__Task statement__
Here are some records. Transcribe all of them exactly.

(Collected data entries)
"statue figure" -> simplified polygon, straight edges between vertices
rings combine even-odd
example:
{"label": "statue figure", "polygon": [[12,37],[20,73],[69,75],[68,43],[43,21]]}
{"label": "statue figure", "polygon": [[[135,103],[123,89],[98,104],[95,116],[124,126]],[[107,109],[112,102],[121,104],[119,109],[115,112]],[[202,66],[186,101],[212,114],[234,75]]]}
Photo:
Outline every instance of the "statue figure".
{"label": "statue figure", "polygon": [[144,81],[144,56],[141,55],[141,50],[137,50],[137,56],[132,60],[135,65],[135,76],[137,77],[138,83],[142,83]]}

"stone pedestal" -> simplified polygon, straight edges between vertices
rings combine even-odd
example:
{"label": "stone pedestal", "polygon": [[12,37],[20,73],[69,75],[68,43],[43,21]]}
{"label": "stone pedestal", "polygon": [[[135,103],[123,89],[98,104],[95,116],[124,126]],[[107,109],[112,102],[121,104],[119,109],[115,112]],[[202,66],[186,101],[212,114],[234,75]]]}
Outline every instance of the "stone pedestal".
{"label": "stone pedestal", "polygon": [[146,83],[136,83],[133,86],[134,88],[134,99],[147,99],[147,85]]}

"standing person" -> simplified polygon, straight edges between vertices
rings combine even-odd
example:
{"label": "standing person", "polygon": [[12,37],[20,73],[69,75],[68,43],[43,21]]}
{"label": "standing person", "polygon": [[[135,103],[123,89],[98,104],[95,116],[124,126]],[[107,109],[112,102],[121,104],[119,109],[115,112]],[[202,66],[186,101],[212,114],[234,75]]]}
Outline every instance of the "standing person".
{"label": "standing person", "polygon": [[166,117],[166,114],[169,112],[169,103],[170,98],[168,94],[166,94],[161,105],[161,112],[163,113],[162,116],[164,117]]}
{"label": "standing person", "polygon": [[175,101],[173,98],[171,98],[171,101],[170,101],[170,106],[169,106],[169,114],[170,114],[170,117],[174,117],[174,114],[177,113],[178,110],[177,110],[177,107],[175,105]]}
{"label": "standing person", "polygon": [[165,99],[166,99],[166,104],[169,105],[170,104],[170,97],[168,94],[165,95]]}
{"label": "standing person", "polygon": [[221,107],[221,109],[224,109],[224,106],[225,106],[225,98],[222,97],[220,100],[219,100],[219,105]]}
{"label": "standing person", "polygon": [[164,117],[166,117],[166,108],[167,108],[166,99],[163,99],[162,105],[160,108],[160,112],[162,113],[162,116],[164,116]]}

__Written answer__
"statue figure" -> simplified polygon, straight edges between vertices
rings combine even-odd
example:
{"label": "statue figure", "polygon": [[12,37],[20,73],[69,75],[68,43],[43,21]]}
{"label": "statue figure", "polygon": [[[135,103],[123,89],[98,104],[95,116],[124,126]],[[107,109],[112,102],[121,104],[119,109],[115,112]],[[202,66],[186,101],[212,114],[234,75]]]}
Photo:
Outline every instance of the "statue figure".
{"label": "statue figure", "polygon": [[144,81],[144,56],[141,55],[141,50],[137,50],[137,56],[132,60],[135,65],[135,76],[137,77],[138,83],[142,83]]}

"stone pedestal" -> simplified polygon, straight edges between vertices
rings combine even-odd
example:
{"label": "stone pedestal", "polygon": [[12,37],[20,73],[69,75],[68,43],[43,21]]}
{"label": "stone pedestal", "polygon": [[[135,103],[123,89],[98,104],[95,116],[124,126]],[[107,109],[112,102],[121,104],[119,109],[115,112]],[[202,66],[186,101],[212,114],[234,75]]]}
Outline every instance of the "stone pedestal".
{"label": "stone pedestal", "polygon": [[146,83],[136,83],[133,86],[134,88],[134,99],[147,99],[147,85]]}

"standing person" -> simplified polygon, straight edges between vertices
rings combine even-odd
example:
{"label": "standing person", "polygon": [[12,37],[20,73],[69,75],[68,43],[43,21]]}
{"label": "standing person", "polygon": [[[135,103],[123,89],[98,104],[95,116],[124,126]],[[107,109],[112,102],[121,104],[119,109],[115,112]],[[202,66],[186,101],[212,114],[234,75]]]}
Outline every instance of the "standing person".
{"label": "standing person", "polygon": [[166,117],[166,114],[169,112],[169,103],[170,98],[168,94],[166,94],[161,105],[161,112],[163,113],[162,116],[164,117]]}
{"label": "standing person", "polygon": [[175,101],[173,98],[171,98],[171,101],[170,101],[170,106],[169,106],[169,114],[170,114],[170,117],[174,117],[174,114],[177,113],[178,110],[177,110],[177,107],[175,105]]}
{"label": "standing person", "polygon": [[165,99],[166,99],[166,104],[169,105],[170,104],[170,97],[168,94],[165,95]]}
{"label": "standing person", "polygon": [[221,107],[221,109],[224,109],[224,106],[225,106],[225,98],[222,97],[220,100],[219,100],[219,105]]}
{"label": "standing person", "polygon": [[164,117],[166,117],[166,108],[167,108],[166,99],[163,99],[162,105],[160,108],[160,112],[162,113],[162,116],[164,116]]}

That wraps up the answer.